*** Data for the task ***
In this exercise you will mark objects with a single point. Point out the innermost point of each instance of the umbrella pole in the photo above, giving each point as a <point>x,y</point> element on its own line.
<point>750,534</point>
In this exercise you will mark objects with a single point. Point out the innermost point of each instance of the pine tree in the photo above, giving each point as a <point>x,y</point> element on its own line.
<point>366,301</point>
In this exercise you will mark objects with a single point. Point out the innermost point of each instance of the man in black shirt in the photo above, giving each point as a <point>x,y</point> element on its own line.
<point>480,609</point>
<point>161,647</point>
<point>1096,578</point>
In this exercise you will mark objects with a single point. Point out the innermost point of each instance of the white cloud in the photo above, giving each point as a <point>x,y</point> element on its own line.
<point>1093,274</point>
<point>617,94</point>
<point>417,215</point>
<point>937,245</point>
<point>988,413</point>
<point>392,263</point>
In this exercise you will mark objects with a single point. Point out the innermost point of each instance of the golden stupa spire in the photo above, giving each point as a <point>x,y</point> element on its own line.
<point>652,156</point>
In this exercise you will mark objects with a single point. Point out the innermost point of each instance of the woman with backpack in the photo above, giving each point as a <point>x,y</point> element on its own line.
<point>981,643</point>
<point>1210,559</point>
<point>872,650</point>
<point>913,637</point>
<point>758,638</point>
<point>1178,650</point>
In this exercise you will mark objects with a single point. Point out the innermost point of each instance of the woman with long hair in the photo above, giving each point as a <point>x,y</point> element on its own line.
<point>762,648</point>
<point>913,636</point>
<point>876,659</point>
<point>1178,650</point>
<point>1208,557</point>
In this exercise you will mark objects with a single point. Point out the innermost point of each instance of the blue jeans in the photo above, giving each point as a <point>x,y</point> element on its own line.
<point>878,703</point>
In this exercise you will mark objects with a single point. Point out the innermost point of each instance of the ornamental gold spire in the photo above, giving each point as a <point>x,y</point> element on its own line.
*** End of Data for the task ***
## [Task brief]
Copy the full listing exactly.

## [Result of the exercise]
In this exercise you will mark objects with a single point. Point out the innermost point of each instance of the umbrella pole in the photo above, giving each point as a <point>x,y</point> element on its own line.
<point>750,534</point>
In this exercise you will mark objects with a single point. Point out the innermost point of each instance of the pine tree in the photo above, giving each point as a <point>x,y</point> element on its own line.
<point>366,301</point>
In this exercise you will mark objects with a single point. Point out the innermost point of each instance of the man in black shirt in the photo above, giving each point as a <point>x,y</point> element on its own line.
<point>480,609</point>
<point>161,647</point>
<point>1096,578</point>
In this exercise you will mark objects with a single point. Point out the innermost point of each instance of the white cloud in the photo above, giving each point as a <point>x,y</point> element on its own line.
<point>1093,274</point>
<point>617,94</point>
<point>417,215</point>
<point>937,245</point>
<point>988,413</point>
<point>392,263</point>
In this exercise you will mark objects with a single point. Point out the innermost point of each instance of the golden stupa spire in the photo above, giving each point as a <point>x,y</point> element on its own line.
<point>652,156</point>
In this exercise you will mark objects with a single point. Point out the innermost point of each instance of the woman with backpack in the photo above, giving each point as a <point>x,y</point> element on its own line.
<point>981,643</point>
<point>1210,559</point>
<point>872,650</point>
<point>913,637</point>
<point>758,638</point>
<point>1178,650</point>
In this exercise you will mark objects with a single point. Point out the innermost point of each instance of the woman with long hair in the photo above, giving each point as a <point>x,y</point> element on its own line.
<point>762,648</point>
<point>913,636</point>
<point>876,659</point>
<point>1178,650</point>
<point>1208,557</point>
In this exercise you will mark objects with a single point. Point out the innermost point of each instance of the blue jeans in the photo above, giving each point as a <point>x,y</point> element on its own line.
<point>878,703</point>
In this exercise you will mark objects with a single point. Point out the innermost point of each instance of the ornamental gold spire in the photo above, giving each point as a <point>x,y</point> element on its own line.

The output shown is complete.